• TASK SET:
a) According to the review of Among the Shoshones, how old was Wilson when he ran away with a group of Indians?
b) From the review of Among the Shoshones, quote the passage between "This is a remarkable" and "for two years.", inclusive.
c) Continue the review of Among the Shoshones from where it stops.

• PASSAGE TO READ:
▬▬▬▬▬▬

Tuesday, June 7, 2016

Book Review: Among the Shoshones

Among the Shoshones, by Elijah Nicholas Wilson, Bookcraft, Salt Lake City, 1969.
This is a remarkable autobiographical story told by an oldtimer about things that happened to him when he was young.  He starts when he was 12, and he decided to run away with a group of Indians rather than herd sheep.  He was gone for two years.
He was taken in by Chief Washakie of the Shoshone, and was cared for by Chief Washakie's mother who had just lost two of her sons in an avalanche.  Wilson gives some very interesting descriptions of Chief Washakie, who was the head chief among the Shoshone.  He often had power struggles with Chief Pocatello, who was described as a more violent chief, who was responsible for murder and plunder along the Oregon Trail.  The terrain Chief Washakie's band of Shoshone covered is incredible.  The would cross the Continental Divide, hunting buffalo in the summer on the east side of the divide.  In one series is told the struggle they had with the Crows in order to keep their favorite hunting ground for buffalo.  There is a very good description of the buffalo hunt, and hobbling the buffalo with a long spear which was used to cut the tendons of the buffalo, and then they couldn't get away.
Wilson had some personal struggles, being the only white skinned boy in camp.  Many times he had fights with other children.  Sometimes his temper would get him into trouble.  At one point a kidnapping blunt was unfolded.  Some of Chief Pocatello's men wanted to sell him as a slave.  Another time the medicine man treating him after he had been bitten by a dog, deliberately mistreated the wound in an effort to make it worse.  He suggested amputation.  However Wilson knew something was wrong with the treatment, so stopped it and his wound healed.  These events happened in the 1850s.  There was talk amongst the whites of Wilson's having been kidnapped, and as a result it was determined he should go back home.  He intended to return to his Indian mother, but he never did.  Shortly after arriving home, the events of the Utah War took place, and he and his family removed to Utah Valley for a time.  After that Wilson was a Pony Express Rider, and then a stage coach driver.

▬▬▬▬▬▬

• DATA SECTION:

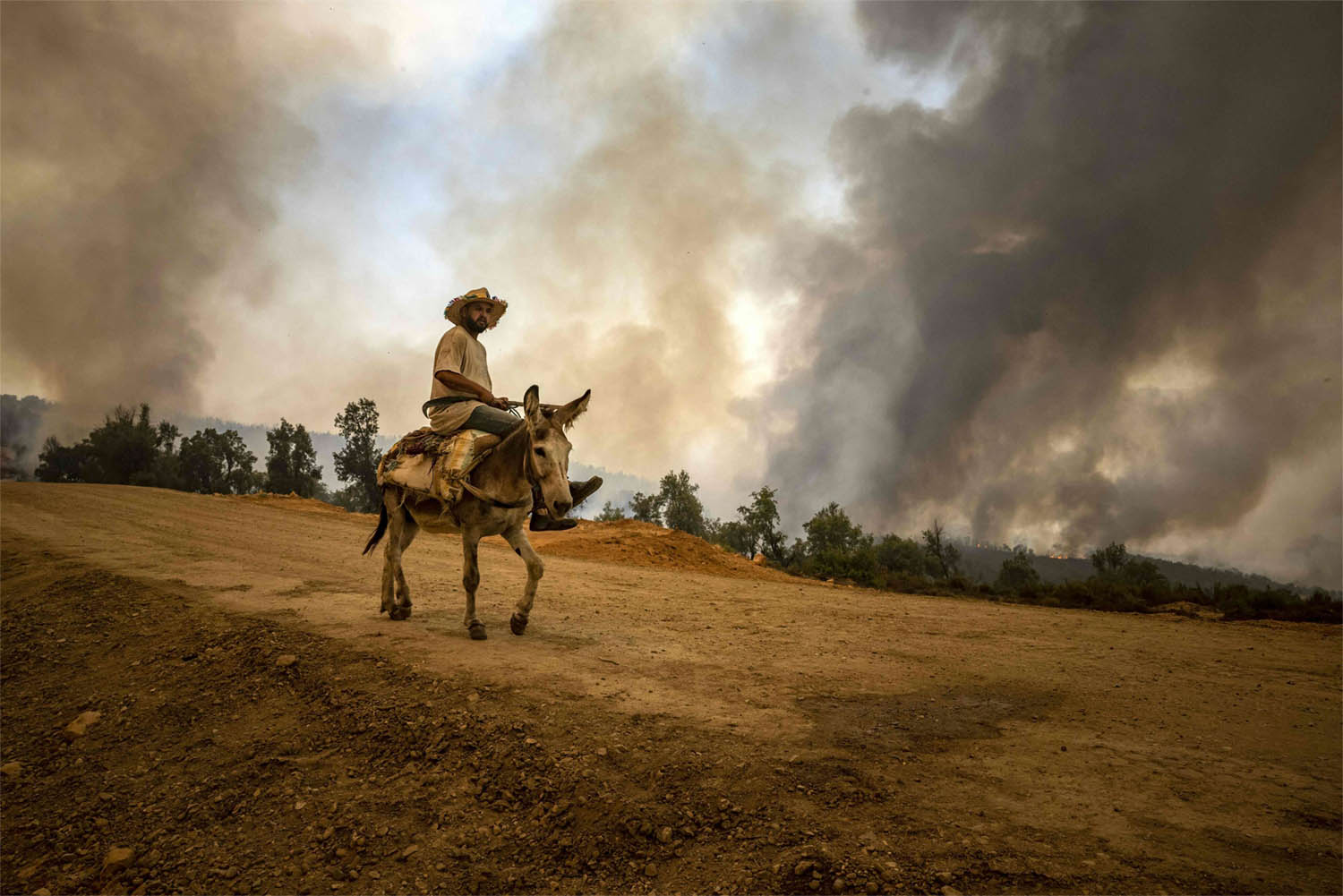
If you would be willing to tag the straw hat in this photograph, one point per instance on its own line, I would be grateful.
(454, 308)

▬▬▬▬▬▬

• ANSWERS TO THIS EXERCISE:
a) He was 12.

b)
This is a remarkable autobiographical story told by an oldtimer about things that happened to him when he was young.  He starts when he was 12, and he decided to run away with a group of Indians rather than herd sheep.  He was gone for two years.

c)
An interesting story Wilson tells is of being a scout for General Albert Sidney Johnson in an attack against a combination of Indians who intended to kill the stage coach operators and cause trouble generally.  He said there were Paiute, Parowan and Shoshone.  The timing of this battle was shortly before the U.S. forces left Utah to fight in the Civil War.  He describes a lake, and the battle was fought not by a lake but by the Truckee River.  However there were marshes along the river.  This was the second Battle of Pyramid Lake and took place a short distance from Pyramid Lake.  The White forces routed the Indians, after the Indians had routed the Whites in the First Battle of Pyramid Lake (in real life not in the book.)  This is the only engagement I could find as large as the one described by Wilson.  Johnson wasn't there, but a commander from California who brought troops.  Also there were many local militia.
Wilson eventually settled in Rich  County, and became a bishop.